## Begin Material for this exercise
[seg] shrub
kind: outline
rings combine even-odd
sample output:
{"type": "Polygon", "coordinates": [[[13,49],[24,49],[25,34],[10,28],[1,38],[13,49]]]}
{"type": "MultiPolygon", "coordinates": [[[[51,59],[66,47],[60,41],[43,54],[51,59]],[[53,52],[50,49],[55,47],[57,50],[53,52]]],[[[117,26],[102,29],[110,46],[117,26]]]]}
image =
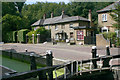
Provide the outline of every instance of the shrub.
{"type": "Polygon", "coordinates": [[[27,33],[28,36],[28,43],[32,43],[32,34],[34,34],[35,31],[30,31],[27,33]]]}
{"type": "Polygon", "coordinates": [[[18,41],[19,42],[26,42],[26,34],[29,32],[28,29],[22,29],[18,31],[18,41]]]}
{"type": "Polygon", "coordinates": [[[13,42],[17,42],[17,31],[13,31],[13,42]]]}

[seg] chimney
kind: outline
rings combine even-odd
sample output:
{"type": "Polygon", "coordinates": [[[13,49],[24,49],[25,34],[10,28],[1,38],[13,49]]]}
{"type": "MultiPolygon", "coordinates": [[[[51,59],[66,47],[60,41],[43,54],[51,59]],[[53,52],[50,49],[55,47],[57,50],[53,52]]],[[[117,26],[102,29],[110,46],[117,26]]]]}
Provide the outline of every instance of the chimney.
{"type": "Polygon", "coordinates": [[[51,13],[51,18],[53,18],[53,12],[51,13]]]}
{"type": "Polygon", "coordinates": [[[89,10],[88,19],[90,20],[90,22],[92,22],[92,14],[91,14],[91,10],[89,10]]]}
{"type": "Polygon", "coordinates": [[[43,19],[45,19],[45,18],[46,18],[46,14],[43,15],[43,19]]]}

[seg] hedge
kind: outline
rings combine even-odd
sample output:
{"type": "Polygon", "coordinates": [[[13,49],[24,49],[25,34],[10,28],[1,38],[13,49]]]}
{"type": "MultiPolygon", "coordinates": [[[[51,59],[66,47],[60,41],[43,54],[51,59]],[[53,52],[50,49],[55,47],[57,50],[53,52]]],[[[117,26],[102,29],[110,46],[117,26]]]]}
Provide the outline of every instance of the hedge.
{"type": "Polygon", "coordinates": [[[29,32],[28,29],[22,29],[18,31],[18,41],[19,42],[26,42],[26,34],[29,32]]]}

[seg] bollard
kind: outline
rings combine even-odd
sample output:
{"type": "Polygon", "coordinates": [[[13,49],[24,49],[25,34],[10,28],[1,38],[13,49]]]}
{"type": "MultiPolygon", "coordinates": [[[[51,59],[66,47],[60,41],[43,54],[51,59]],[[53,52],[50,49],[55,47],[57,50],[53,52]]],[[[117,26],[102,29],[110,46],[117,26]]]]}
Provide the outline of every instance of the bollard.
{"type": "Polygon", "coordinates": [[[28,35],[26,34],[26,44],[27,44],[27,42],[28,42],[28,35]]]}
{"type": "Polygon", "coordinates": [[[37,34],[37,44],[40,43],[40,34],[37,34]]]}
{"type": "Polygon", "coordinates": [[[9,51],[9,53],[10,53],[10,59],[12,59],[12,50],[9,51]]]}
{"type": "MultiPolygon", "coordinates": [[[[106,56],[109,56],[109,55],[110,55],[110,49],[109,49],[109,46],[106,46],[106,56]]],[[[103,66],[102,67],[110,67],[109,61],[110,61],[110,59],[105,59],[103,61],[103,66]]]]}
{"type": "Polygon", "coordinates": [[[44,71],[39,72],[38,76],[39,76],[39,80],[47,80],[47,75],[46,72],[44,71]]]}
{"type": "Polygon", "coordinates": [[[28,52],[28,50],[27,50],[27,49],[25,49],[25,52],[28,52]]]}
{"type": "MultiPolygon", "coordinates": [[[[51,50],[46,51],[46,64],[47,66],[53,66],[53,55],[51,50]]],[[[48,71],[49,80],[53,80],[53,71],[48,71]]]]}
{"type": "MultiPolygon", "coordinates": [[[[92,46],[92,58],[96,58],[97,57],[96,54],[97,54],[96,46],[92,46]]],[[[93,68],[97,68],[97,62],[94,60],[92,61],[92,63],[93,63],[93,68]]]]}
{"type": "Polygon", "coordinates": [[[30,54],[30,70],[36,70],[37,66],[36,66],[36,61],[35,61],[35,56],[34,53],[30,54]]]}
{"type": "Polygon", "coordinates": [[[35,43],[34,34],[32,34],[33,44],[35,43]]]}

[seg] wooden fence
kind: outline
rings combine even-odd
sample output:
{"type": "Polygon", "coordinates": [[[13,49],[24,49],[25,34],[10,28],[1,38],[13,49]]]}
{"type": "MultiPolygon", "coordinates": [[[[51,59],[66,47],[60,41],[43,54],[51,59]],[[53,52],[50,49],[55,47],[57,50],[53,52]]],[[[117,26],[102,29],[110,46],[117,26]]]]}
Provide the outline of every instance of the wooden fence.
{"type": "Polygon", "coordinates": [[[54,80],[53,71],[55,71],[55,76],[56,76],[55,80],[60,80],[60,79],[64,80],[64,79],[69,79],[74,75],[82,75],[84,73],[93,73],[96,71],[102,72],[102,71],[112,70],[112,67],[115,67],[115,65],[112,64],[110,65],[109,64],[110,60],[120,58],[120,54],[110,55],[110,50],[108,46],[106,47],[106,56],[97,57],[96,52],[97,52],[96,47],[93,47],[91,59],[82,60],[82,61],[71,61],[62,65],[52,65],[52,58],[53,58],[52,52],[48,51],[46,54],[47,56],[46,61],[48,64],[47,67],[43,67],[37,70],[34,69],[33,67],[31,68],[31,71],[3,76],[2,80],[25,80],[37,76],[39,80],[54,80]],[[97,61],[101,63],[100,66],[98,66],[97,61]],[[83,64],[86,63],[89,63],[89,67],[87,70],[83,70],[84,67],[83,64]],[[58,77],[56,70],[61,68],[64,68],[64,74],[58,77]],[[48,73],[48,75],[46,73],[48,73]]]}

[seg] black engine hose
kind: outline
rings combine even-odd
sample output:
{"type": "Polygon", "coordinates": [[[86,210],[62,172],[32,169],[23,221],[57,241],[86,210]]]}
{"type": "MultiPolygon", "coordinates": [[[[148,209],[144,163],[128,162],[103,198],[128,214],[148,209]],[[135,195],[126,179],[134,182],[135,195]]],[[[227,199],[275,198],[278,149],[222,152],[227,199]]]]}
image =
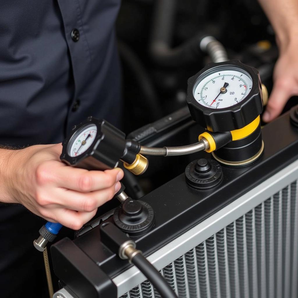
## End Material for this exercise
**Written instruction:** Can you print all of the items above line for line, without changing anything and leaving out the pictures?

**Solution to the exercise:**
[seg] shrub
kind: outline
rings combine even-odd
sample output:
{"type": "Polygon", "coordinates": [[[13,49],[24,49],[25,34],[10,28],[1,38],[13,49]]]}
{"type": "MultiPolygon", "coordinates": [[[[51,59],[66,47],[60,41],[43,54],[51,59]],[[53,52],[50,49],[55,47],[57,50],[53,52]]],[[[117,26],[102,29],[110,46],[117,26]]]]}
image =
Provide the outline of every instance of the shrub.
{"type": "Polygon", "coordinates": [[[27,33],[28,36],[28,43],[32,43],[32,34],[34,34],[35,31],[30,31],[27,33]]]}
{"type": "Polygon", "coordinates": [[[18,41],[19,42],[26,42],[26,34],[29,32],[28,29],[22,29],[18,31],[18,41]]]}
{"type": "Polygon", "coordinates": [[[13,42],[17,42],[17,31],[13,31],[13,42]]]}

[seg] chimney
kind: outline
rings combine even-odd
sample output:
{"type": "Polygon", "coordinates": [[[13,49],[24,49],[25,34],[10,28],[1,38],[13,49]]]}
{"type": "MultiPolygon", "coordinates": [[[[51,59],[66,47],[60,41],[43,54],[51,59]],[[53,52],[50,49],[55,47],[57,50],[53,52]]],[[[117,26],[102,29],[110,46],[117,26]]]]}
Provide the outline of every instance of the chimney.
{"type": "Polygon", "coordinates": [[[51,13],[51,18],[53,18],[53,12],[51,13]]]}
{"type": "Polygon", "coordinates": [[[89,10],[88,19],[90,20],[90,22],[92,22],[92,14],[91,14],[91,10],[89,10]]]}
{"type": "Polygon", "coordinates": [[[43,19],[45,19],[45,18],[46,18],[46,14],[43,15],[43,19]]]}

[seg] hedge
kind: outline
rings combine even-odd
sample output:
{"type": "Polygon", "coordinates": [[[13,49],[24,49],[25,34],[10,28],[1,38],[13,49]]]}
{"type": "MultiPolygon", "coordinates": [[[[51,59],[66,47],[60,41],[43,54],[51,59]],[[53,52],[50,49],[55,47],[57,50],[53,52]]],[[[117,26],[102,29],[110,46],[117,26]]]]}
Provide the outline of every instance of the hedge.
{"type": "Polygon", "coordinates": [[[29,32],[28,29],[22,29],[18,31],[18,41],[19,42],[26,42],[26,34],[29,32]]]}

[seg] bollard
kind: outline
rings combine even-odd
sample output:
{"type": "Polygon", "coordinates": [[[13,49],[24,49],[25,34],[10,28],[1,38],[13,49]]]}
{"type": "MultiPolygon", "coordinates": [[[[51,59],[66,47],[60,41],[43,54],[51,59]],[[53,52],[50,49],[55,47],[57,50],[53,52]]],[[[117,26],[102,29],[110,46],[117,26]]]]}
Provide the outline of every instance of the bollard.
{"type": "Polygon", "coordinates": [[[28,35],[26,34],[26,44],[27,44],[27,42],[28,42],[28,35]]]}
{"type": "Polygon", "coordinates": [[[37,34],[37,44],[40,43],[40,34],[37,34]]]}
{"type": "Polygon", "coordinates": [[[9,51],[9,53],[10,53],[10,59],[12,59],[12,50],[9,51]]]}
{"type": "MultiPolygon", "coordinates": [[[[106,56],[109,56],[109,55],[110,55],[110,49],[109,49],[109,46],[106,46],[106,56]]],[[[103,66],[102,67],[110,67],[109,61],[110,61],[110,59],[105,59],[103,61],[103,66]]]]}
{"type": "Polygon", "coordinates": [[[44,71],[39,72],[38,76],[39,76],[39,80],[47,80],[47,75],[46,72],[44,71]]]}
{"type": "Polygon", "coordinates": [[[28,52],[28,50],[27,50],[27,49],[25,49],[25,52],[28,52]]]}
{"type": "MultiPolygon", "coordinates": [[[[51,50],[46,51],[46,64],[47,66],[53,66],[53,55],[51,50]]],[[[48,71],[49,80],[53,80],[53,71],[48,71]]]]}
{"type": "MultiPolygon", "coordinates": [[[[92,46],[92,58],[96,58],[97,57],[96,54],[97,54],[96,46],[92,46]]],[[[93,68],[97,68],[97,62],[94,60],[92,61],[92,63],[93,63],[93,68]]]]}
{"type": "Polygon", "coordinates": [[[30,54],[30,70],[36,70],[37,66],[36,66],[36,61],[35,61],[35,56],[34,53],[30,54]]]}
{"type": "Polygon", "coordinates": [[[35,43],[34,34],[32,34],[33,44],[35,43]]]}

[seg] wooden fence
kind: outline
rings combine even-odd
sample output:
{"type": "Polygon", "coordinates": [[[13,49],[24,49],[25,34],[10,28],[1,38],[13,49]]]}
{"type": "MultiPolygon", "coordinates": [[[[51,59],[66,47],[60,41],[43,54],[51,59]],[[53,52],[50,49],[55,47],[57,50],[53,52]]],[[[117,26],[102,29],[110,46],[117,26]]]]}
Provide the outline of every instance of the wooden fence.
{"type": "Polygon", "coordinates": [[[54,80],[53,71],[55,71],[55,76],[56,76],[55,80],[60,80],[60,79],[64,80],[64,79],[69,79],[74,75],[82,75],[84,73],[93,73],[96,71],[102,72],[102,71],[112,70],[112,67],[115,67],[115,65],[112,64],[110,65],[109,64],[110,60],[120,58],[120,54],[110,55],[110,50],[108,46],[106,47],[106,56],[97,57],[96,52],[97,52],[96,47],[93,47],[91,59],[82,60],[82,61],[71,61],[62,65],[52,65],[52,58],[53,58],[52,52],[48,51],[46,54],[47,56],[46,61],[48,64],[47,67],[43,67],[37,70],[34,69],[33,67],[31,68],[31,71],[3,76],[2,80],[25,80],[37,76],[39,80],[54,80]],[[97,61],[101,63],[100,66],[98,66],[97,61]],[[83,64],[86,63],[89,63],[89,67],[87,70],[83,70],[84,67],[83,64]],[[58,77],[56,70],[61,68],[64,68],[64,74],[58,77]],[[48,73],[48,75],[46,73],[48,73]]]}

[seg] black engine hose
kind: outline
rings combine even-odd
sample output:
{"type": "Polygon", "coordinates": [[[86,210],[62,172],[32,169],[23,221],[57,241],[86,210]]]}
{"type": "MultiPolygon", "coordinates": [[[[148,209],[144,163],[128,162],[103,198],[128,214],[148,209]],[[135,195],[126,179],[134,182],[135,195]]],[[[227,199],[275,198],[278,149],[222,152],[227,199]]]]}
image =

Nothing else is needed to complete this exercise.